■ **SUPPLIED MATERIAL**
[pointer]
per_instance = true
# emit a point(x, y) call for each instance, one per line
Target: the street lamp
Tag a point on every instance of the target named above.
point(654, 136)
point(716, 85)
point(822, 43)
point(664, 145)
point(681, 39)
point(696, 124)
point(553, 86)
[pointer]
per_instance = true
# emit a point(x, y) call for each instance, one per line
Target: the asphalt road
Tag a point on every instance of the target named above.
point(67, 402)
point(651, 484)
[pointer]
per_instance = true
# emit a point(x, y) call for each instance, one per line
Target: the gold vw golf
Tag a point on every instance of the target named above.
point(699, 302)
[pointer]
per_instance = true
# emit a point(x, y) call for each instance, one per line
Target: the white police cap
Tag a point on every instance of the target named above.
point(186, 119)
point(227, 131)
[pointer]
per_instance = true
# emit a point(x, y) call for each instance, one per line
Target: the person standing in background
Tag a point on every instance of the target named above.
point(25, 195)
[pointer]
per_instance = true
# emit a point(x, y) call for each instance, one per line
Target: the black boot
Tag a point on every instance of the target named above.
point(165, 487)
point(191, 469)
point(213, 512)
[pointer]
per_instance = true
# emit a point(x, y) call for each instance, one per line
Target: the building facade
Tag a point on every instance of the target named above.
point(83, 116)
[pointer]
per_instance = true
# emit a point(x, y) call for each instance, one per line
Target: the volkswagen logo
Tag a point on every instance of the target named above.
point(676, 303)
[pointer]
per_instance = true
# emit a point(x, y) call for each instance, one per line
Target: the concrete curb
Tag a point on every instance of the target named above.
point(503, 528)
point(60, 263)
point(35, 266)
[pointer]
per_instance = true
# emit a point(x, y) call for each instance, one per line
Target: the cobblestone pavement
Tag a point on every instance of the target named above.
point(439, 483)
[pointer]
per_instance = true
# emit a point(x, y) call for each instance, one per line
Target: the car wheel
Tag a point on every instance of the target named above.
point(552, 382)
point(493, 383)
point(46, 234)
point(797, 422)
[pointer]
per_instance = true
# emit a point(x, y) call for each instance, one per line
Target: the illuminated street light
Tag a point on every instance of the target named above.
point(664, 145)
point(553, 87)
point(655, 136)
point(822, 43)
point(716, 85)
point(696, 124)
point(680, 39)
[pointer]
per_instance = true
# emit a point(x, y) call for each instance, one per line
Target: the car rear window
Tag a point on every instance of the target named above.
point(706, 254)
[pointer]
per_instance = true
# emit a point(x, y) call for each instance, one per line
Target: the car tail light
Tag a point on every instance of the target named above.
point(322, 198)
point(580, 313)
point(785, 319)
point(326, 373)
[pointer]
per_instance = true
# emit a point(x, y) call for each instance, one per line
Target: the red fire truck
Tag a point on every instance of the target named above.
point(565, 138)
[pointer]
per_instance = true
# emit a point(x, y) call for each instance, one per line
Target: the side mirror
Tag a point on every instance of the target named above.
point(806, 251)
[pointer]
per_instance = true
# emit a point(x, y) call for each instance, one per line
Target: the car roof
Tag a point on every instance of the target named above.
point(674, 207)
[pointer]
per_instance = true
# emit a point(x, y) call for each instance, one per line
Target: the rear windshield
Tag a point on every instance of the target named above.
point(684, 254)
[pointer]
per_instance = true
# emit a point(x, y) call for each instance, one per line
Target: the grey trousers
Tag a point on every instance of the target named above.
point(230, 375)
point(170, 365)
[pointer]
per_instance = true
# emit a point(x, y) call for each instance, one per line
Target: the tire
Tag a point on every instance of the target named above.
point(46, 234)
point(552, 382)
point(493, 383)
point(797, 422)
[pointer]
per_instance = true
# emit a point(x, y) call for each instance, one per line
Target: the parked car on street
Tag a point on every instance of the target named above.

■ **STATED GOAL**
Print the records above verbatim, from the first line through the line containing "point(553, 86)", with both of those lines included.

■ **SOLUTION TO THIS PROBLEM**
[pointer]
per_instance = true
# emit a point(x, y) call for each instance, one per line
Target: the street lamp
Tag a point on every instance of the target named above.
point(654, 136)
point(716, 85)
point(822, 43)
point(664, 145)
point(681, 39)
point(696, 124)
point(553, 86)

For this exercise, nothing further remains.